*** Opening Exercise material ***

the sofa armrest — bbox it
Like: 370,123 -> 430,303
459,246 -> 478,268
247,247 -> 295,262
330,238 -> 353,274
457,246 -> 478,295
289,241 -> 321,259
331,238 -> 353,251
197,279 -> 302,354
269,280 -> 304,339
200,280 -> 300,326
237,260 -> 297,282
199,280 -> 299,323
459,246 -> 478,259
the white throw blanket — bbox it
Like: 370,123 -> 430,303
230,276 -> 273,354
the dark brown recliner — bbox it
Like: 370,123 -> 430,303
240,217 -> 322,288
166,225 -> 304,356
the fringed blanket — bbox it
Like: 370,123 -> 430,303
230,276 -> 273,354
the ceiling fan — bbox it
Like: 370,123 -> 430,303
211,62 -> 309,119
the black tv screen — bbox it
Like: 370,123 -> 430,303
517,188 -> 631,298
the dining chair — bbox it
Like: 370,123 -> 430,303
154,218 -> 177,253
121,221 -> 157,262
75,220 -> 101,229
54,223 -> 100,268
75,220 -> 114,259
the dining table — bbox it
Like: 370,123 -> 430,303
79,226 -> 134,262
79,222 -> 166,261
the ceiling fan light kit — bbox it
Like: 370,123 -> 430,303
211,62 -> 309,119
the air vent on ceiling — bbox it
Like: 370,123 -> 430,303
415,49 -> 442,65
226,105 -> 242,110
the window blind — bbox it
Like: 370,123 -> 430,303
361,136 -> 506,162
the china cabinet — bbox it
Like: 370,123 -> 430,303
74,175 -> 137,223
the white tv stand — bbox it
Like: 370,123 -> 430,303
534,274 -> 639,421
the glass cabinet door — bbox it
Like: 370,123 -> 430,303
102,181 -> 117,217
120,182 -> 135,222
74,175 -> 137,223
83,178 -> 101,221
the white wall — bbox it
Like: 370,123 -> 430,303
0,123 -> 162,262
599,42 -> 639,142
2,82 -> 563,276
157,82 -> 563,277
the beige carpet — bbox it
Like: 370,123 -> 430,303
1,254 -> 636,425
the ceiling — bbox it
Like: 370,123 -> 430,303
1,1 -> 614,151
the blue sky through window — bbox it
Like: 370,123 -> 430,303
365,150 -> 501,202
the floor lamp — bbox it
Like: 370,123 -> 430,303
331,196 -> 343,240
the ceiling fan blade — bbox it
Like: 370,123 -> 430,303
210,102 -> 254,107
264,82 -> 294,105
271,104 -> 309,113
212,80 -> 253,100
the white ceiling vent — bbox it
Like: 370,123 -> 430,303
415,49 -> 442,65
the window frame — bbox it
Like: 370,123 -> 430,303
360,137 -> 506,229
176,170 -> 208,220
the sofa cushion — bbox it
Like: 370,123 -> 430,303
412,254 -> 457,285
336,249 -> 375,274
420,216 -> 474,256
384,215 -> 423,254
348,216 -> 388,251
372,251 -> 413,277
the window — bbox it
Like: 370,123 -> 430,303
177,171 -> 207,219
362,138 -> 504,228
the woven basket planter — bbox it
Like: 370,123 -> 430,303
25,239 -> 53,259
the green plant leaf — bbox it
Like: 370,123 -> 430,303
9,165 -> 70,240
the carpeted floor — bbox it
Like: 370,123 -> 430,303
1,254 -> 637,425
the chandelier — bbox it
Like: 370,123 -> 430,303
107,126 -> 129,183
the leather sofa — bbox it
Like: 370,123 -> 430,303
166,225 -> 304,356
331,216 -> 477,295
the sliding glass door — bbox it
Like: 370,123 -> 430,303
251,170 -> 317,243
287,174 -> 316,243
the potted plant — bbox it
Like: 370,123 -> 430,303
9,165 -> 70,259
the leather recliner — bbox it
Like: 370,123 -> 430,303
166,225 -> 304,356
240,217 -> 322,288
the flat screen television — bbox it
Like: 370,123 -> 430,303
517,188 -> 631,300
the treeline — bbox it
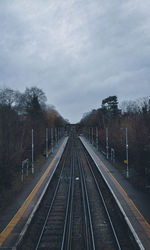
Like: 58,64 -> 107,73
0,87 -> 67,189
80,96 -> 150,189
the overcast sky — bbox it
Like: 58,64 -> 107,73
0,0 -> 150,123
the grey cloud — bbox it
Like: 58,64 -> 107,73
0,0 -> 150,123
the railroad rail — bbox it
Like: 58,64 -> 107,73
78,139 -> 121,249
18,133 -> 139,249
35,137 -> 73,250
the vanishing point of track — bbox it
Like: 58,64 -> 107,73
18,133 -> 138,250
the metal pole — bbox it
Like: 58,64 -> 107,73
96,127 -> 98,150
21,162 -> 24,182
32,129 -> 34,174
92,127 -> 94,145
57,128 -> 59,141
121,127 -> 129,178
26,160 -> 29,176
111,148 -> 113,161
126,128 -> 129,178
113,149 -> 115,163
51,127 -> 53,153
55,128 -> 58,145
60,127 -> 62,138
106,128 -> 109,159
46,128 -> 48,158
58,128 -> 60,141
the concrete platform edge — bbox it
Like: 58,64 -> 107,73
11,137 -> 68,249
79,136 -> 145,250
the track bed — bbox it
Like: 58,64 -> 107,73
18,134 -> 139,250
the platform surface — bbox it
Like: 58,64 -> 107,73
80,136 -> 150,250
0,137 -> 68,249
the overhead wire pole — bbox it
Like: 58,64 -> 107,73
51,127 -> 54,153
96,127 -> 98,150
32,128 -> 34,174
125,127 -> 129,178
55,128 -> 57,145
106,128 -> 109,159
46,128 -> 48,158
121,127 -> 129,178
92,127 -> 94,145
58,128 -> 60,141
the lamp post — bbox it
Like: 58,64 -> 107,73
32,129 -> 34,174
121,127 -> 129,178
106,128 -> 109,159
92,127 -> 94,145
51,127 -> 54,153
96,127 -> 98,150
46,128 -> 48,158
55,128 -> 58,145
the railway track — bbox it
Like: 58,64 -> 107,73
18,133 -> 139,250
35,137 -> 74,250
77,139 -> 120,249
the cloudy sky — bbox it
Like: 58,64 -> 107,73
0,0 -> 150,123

*** Closing Exercise material ***
*** Opening Exercise material ***

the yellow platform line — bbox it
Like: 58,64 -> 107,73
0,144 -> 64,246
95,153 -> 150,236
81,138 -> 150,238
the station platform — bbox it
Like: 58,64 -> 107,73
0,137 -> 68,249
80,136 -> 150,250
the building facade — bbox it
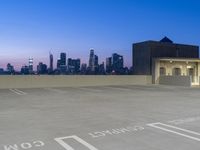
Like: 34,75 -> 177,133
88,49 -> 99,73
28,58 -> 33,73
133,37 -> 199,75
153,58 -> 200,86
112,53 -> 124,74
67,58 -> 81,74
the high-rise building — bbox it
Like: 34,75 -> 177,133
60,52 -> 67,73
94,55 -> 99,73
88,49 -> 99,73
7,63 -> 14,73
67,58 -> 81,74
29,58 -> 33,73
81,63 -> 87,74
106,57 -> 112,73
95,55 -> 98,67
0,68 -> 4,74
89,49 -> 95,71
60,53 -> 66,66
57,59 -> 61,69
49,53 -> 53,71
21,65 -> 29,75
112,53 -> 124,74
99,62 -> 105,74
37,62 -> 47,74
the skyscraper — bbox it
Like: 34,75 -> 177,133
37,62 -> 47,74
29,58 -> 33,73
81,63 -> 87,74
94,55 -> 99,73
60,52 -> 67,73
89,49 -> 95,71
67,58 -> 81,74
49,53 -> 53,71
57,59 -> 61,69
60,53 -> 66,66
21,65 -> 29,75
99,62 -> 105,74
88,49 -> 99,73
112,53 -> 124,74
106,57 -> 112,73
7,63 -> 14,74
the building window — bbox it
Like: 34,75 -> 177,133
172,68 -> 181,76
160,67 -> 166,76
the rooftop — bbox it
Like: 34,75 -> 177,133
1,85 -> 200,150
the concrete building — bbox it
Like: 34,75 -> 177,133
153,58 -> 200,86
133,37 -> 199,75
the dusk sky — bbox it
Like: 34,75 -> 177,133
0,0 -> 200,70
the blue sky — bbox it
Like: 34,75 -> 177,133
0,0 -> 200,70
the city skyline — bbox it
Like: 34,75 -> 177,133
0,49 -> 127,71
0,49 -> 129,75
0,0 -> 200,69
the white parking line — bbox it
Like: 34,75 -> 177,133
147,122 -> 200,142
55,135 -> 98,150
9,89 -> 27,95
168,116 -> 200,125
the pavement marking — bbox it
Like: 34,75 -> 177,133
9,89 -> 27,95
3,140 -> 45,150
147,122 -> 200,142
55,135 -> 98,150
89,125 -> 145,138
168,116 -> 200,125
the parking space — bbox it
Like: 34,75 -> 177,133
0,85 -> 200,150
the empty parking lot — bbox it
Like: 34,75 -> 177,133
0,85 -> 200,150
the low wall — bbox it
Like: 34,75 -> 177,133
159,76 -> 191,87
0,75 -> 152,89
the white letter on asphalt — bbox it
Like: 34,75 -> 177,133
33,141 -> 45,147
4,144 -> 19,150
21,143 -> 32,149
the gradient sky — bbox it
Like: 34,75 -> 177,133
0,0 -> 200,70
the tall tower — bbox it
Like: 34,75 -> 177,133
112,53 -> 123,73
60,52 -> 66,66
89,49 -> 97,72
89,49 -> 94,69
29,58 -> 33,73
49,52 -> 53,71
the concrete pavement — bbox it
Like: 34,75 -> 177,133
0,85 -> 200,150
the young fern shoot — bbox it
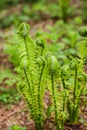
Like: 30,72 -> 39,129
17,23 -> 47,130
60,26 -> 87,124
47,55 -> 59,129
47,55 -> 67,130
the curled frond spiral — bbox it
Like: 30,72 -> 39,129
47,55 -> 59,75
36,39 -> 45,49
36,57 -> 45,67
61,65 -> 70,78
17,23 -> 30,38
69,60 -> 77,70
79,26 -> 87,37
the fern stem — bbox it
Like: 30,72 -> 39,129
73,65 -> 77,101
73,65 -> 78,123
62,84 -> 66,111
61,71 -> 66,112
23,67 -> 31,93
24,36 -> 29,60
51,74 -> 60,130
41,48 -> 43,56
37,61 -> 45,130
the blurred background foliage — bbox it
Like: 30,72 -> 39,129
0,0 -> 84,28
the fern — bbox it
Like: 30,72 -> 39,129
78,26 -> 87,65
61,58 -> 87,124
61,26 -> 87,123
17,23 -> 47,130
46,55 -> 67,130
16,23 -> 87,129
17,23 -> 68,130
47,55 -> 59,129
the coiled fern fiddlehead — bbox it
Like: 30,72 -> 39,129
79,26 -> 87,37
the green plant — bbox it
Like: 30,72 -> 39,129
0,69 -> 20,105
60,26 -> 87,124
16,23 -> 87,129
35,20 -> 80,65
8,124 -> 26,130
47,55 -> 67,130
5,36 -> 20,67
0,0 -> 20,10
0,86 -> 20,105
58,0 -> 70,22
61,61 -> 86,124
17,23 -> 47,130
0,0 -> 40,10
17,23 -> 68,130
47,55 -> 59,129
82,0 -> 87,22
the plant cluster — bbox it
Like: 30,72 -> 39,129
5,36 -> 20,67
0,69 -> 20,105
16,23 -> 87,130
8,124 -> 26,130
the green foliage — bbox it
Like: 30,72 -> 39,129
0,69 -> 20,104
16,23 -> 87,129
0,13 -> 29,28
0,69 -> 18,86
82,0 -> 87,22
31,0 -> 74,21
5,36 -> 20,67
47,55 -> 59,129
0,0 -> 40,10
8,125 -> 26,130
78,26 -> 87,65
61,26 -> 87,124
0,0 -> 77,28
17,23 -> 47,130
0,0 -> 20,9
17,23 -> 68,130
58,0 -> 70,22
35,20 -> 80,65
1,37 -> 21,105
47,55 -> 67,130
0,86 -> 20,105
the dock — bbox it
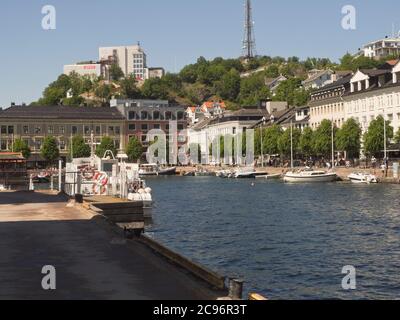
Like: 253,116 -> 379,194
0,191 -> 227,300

*** Closing Exercise material ***

**Assigned task:** State the number of lines in the data that include the string "track", and add nothing else.

**Task result:** 3